* TO BE DONE: Could you copy all of the rows below word for word, leaving out the picture lines?

<<<<

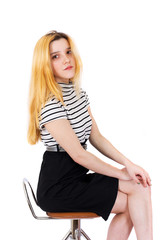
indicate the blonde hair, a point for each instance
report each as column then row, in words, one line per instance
column 43, row 83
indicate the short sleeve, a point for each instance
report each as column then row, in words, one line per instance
column 52, row 110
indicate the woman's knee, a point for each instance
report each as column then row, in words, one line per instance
column 121, row 203
column 130, row 187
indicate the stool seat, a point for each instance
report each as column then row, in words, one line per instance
column 75, row 231
column 72, row 215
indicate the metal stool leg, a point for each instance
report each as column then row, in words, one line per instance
column 85, row 235
column 76, row 229
column 67, row 235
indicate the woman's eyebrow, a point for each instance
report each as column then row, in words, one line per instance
column 59, row 51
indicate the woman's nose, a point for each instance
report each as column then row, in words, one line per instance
column 66, row 59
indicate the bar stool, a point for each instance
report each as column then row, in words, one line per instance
column 75, row 231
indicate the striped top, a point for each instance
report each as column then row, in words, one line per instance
column 75, row 110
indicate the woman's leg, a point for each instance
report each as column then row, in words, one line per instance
column 140, row 208
column 121, row 225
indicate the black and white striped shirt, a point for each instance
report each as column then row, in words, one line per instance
column 75, row 110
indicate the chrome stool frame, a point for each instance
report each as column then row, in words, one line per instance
column 75, row 231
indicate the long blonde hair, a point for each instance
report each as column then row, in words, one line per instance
column 43, row 83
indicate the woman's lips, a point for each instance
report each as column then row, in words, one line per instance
column 68, row 68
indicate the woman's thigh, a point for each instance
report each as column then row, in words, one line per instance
column 130, row 187
column 121, row 203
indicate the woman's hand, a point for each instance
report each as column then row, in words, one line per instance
column 138, row 174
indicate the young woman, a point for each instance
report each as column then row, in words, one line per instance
column 60, row 115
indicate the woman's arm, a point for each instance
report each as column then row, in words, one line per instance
column 137, row 173
column 66, row 137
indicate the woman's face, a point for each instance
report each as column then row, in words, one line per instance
column 62, row 60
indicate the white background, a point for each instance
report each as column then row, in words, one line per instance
column 119, row 43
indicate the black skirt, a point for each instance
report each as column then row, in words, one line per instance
column 65, row 186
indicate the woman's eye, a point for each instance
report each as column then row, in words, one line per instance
column 55, row 57
column 69, row 52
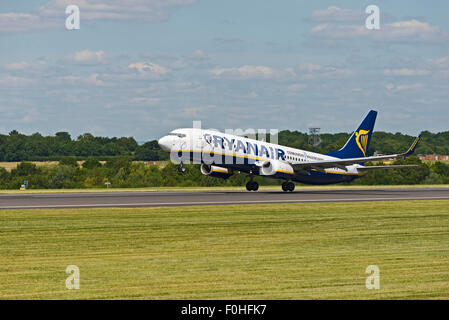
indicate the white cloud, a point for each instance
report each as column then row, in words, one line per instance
column 440, row 62
column 49, row 14
column 145, row 10
column 85, row 57
column 296, row 87
column 16, row 66
column 198, row 55
column 86, row 80
column 406, row 72
column 11, row 81
column 312, row 71
column 147, row 68
column 145, row 100
column 19, row 22
column 395, row 88
column 412, row 31
column 245, row 72
column 336, row 14
column 195, row 112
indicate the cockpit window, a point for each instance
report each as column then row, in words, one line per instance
column 180, row 135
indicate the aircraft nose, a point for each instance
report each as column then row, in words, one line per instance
column 165, row 143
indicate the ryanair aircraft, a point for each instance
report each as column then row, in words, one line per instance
column 221, row 154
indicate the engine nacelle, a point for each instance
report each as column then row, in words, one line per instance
column 214, row 171
column 273, row 167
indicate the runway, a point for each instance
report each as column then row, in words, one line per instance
column 184, row 198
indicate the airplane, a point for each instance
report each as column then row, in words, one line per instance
column 221, row 154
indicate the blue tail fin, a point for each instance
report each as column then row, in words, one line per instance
column 358, row 143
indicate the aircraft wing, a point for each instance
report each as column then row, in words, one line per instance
column 342, row 163
column 372, row 168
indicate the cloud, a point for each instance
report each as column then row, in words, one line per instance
column 198, row 55
column 148, row 68
column 312, row 71
column 246, row 72
column 296, row 87
column 145, row 100
column 11, row 81
column 195, row 112
column 142, row 10
column 395, row 88
column 52, row 13
column 12, row 22
column 412, row 31
column 86, row 80
column 336, row 14
column 406, row 72
column 439, row 62
column 85, row 57
column 14, row 66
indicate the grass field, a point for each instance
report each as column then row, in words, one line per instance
column 289, row 251
column 220, row 188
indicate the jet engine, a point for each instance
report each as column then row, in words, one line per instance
column 272, row 167
column 214, row 171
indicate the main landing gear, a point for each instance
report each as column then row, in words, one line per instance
column 288, row 186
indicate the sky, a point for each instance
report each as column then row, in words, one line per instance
column 142, row 68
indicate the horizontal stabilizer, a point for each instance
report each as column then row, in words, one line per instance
column 372, row 168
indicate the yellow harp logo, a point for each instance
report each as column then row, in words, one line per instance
column 361, row 138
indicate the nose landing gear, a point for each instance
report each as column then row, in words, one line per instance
column 288, row 186
column 181, row 168
column 252, row 185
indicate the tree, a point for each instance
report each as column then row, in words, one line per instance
column 91, row 163
column 68, row 161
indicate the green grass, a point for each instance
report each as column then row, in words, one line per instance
column 289, row 251
column 220, row 188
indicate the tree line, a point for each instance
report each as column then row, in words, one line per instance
column 36, row 147
column 122, row 172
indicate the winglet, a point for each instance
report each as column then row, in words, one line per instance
column 412, row 147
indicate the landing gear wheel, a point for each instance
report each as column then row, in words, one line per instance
column 252, row 186
column 181, row 168
column 288, row 186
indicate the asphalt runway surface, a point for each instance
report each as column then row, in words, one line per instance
column 188, row 198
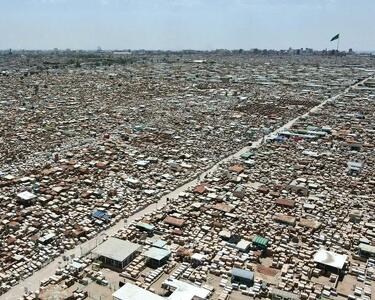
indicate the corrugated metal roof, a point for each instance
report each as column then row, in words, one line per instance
column 367, row 248
column 246, row 274
column 260, row 241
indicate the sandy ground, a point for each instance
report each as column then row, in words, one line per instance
column 33, row 282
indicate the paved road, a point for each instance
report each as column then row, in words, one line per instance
column 33, row 282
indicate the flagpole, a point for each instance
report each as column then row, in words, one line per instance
column 337, row 49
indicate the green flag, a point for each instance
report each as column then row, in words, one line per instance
column 335, row 37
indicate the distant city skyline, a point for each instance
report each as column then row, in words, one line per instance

>>>>

* COMPLETE OUTPUT:
indicate the blonde hair, a point for each instance
report each as column then row, in words, one line per instance
column 43, row 83
indicate the short sleeve, a point for each instance
report each as column then row, in words, one line per instance
column 52, row 110
indicate the woman's knee, a point for each instance
report each as column then row, in words, one line per instance
column 121, row 203
column 130, row 187
indicate the stool seat, a point for each instance
report each as column then row, in words, one line per instance
column 75, row 231
column 72, row 215
indicate the metal stool leg, a point for each instance
report each as column then row, in words, one line per instance
column 85, row 235
column 76, row 229
column 67, row 235
indicate the woman's eyebrow, a point for each instance
report each as column then row, in words, one line per instance
column 59, row 51
indicate the woman's nose, a point for each instance
report each as column then row, in words, one line per instance
column 66, row 59
indicate the bar stool, a point for each instance
report each as column then row, in words, one line per instance
column 75, row 231
indicate the striped top, a point for each instance
report each as column then row, in words, one line per instance
column 75, row 110
indicate the woman's leg, a point for each instance
report each as column then row, in words, one line per instance
column 140, row 208
column 121, row 225
indicate the black and white striped shirt, a point for each instance
report each as column then row, in words, one line per instance
column 75, row 110
indicate the chrome stool frame, a point for each instance
report each as column then row, in words, one line per instance
column 75, row 231
indicate the long blonde hair, a point for each instance
report each as column then row, in words, one line per instance
column 43, row 83
indicate the woman's lips, a point for each instance
report each as column then row, in words, one line per instance
column 68, row 68
indicate the woman's thigh, a point for each instance
report each as column then row, in words, one line per instance
column 130, row 187
column 121, row 203
indicate the woman's hand, a point for each instance
report each as column then row, in words, one line per instance
column 138, row 174
indicate the young woman, a point for each instance
report each as column then row, in words, one line per instance
column 60, row 115
indicate the woman's arm, a point for each instance
report each as column then row, in words, one line per instance
column 137, row 173
column 66, row 137
indicate the woman's face, a point for each instance
report each as column then row, in words, one line per instance
column 62, row 60
indicate the white background, a point for each instance
report each as column then row, in words, one line per instance
column 119, row 43
indicate the black skirt, a point for each instance
report each as column then row, in words, one line per instance
column 65, row 186
indicate the woman's eye, a point for each instance
report each as column then row, in words, one line per instance
column 55, row 57
column 69, row 52
indicate the white cloud, a point for each instance
report each as column then row, in words, one line per instance
column 440, row 62
column 49, row 14
column 145, row 10
column 85, row 57
column 296, row 87
column 16, row 66
column 198, row 55
column 86, row 80
column 406, row 72
column 11, row 81
column 312, row 71
column 147, row 68
column 145, row 100
column 19, row 22
column 395, row 88
column 412, row 31
column 245, row 72
column 336, row 14
column 195, row 112
indicate the cockpit window, a point for each instance
report each as column then row, in words, one line per instance
column 180, row 135
indicate the aircraft nose, a point for each instance
report each as column then row, in words, one line per instance
column 165, row 143
indicate the ryanair aircraft, a point for each instance
report each as column then row, in words, one line per instance
column 221, row 154
indicate the engine nacelle, a point for each instance
report each as column then row, in words, one line per instance
column 214, row 171
column 273, row 167
indicate the runway, a point for each instance
report each as column then row, in words, one line per instance
column 184, row 198
indicate the airplane, a point for each instance
report each as column then row, in words, one line per instance
column 221, row 154
indicate the blue tail fin, a point for each instance
report each as column then row, in words, one line per instance
column 358, row 143
indicate the aircraft wing, a point for each instance
report each as column then row, in words, one line per instance
column 342, row 163
column 372, row 168
indicate the cloud, a point for each instance
report each as column then row, in words, one line per instance
column 198, row 55
column 148, row 68
column 312, row 71
column 246, row 72
column 296, row 87
column 145, row 100
column 11, row 81
column 195, row 112
column 142, row 10
column 395, row 88
column 52, row 13
column 12, row 22
column 412, row 31
column 86, row 80
column 336, row 14
column 406, row 72
column 439, row 62
column 85, row 57
column 14, row 66
indicate the grass field, a point for each instance
report each as column then row, in words, one line per instance
column 289, row 251
column 220, row 188
indicate the jet engine, a point for each instance
report each as column then row, in words, one line per instance
column 272, row 167
column 214, row 171
indicate the main landing gear, a point for each instance
report each as column then row, in words, one line per instance
column 288, row 186
indicate the sky, a point for each instance
report each as column then row, in words, one line per instance
column 142, row 68
indicate the horizontal stabilizer, a point for each instance
report each as column then row, in words, one line per instance
column 372, row 168
indicate the yellow harp logo, a point for each instance
report each as column then row, in words, one line per instance
column 361, row 138
indicate the nose landing gear, a point for each instance
report each as column then row, in words, one line per instance
column 288, row 186
column 181, row 168
column 252, row 185
indicate the tree, a point for each instance
report each as column then row, in words, one line per instance
column 91, row 163
column 68, row 161
indicate the green grass, a point for each instance
report each as column then row, in words, one line per instance
column 289, row 251
column 220, row 188
indicate the tree line, a point for each instance
report each as column then row, in words, one line per instance
column 36, row 147
column 122, row 172
indicate the winglet, a point for each instance
report each as column then row, in words, one line per instance
column 412, row 147
indicate the landing gear wheel, a point for each instance
report each as column then row, in words, one line per instance
column 252, row 186
column 181, row 168
column 288, row 186
indicate the asphalt runway surface, a point for each instance
report each as column then row, in words, one line per instance
column 188, row 198
indicate the corrugated metal roof, a point for each instance
report each as column then row, in words, one line per instance
column 367, row 248
column 246, row 274
column 260, row 241
indicate the sandy ground, a point for each instance
report each as column then row, in words, one line per instance
column 33, row 282
indicate the paved road, a point for each instance
report each as column then row, in words, one line per instance
column 33, row 282
indicate the flagpole, a point for each instance
report each as column then row, in words, one line per instance
column 337, row 49
indicate the green flag, a point for each instance
report each as column then row, in words, one line per instance
column 335, row 37
indicate the distant city skyline, a point for each instance
report each as column then row, in words, one line per instance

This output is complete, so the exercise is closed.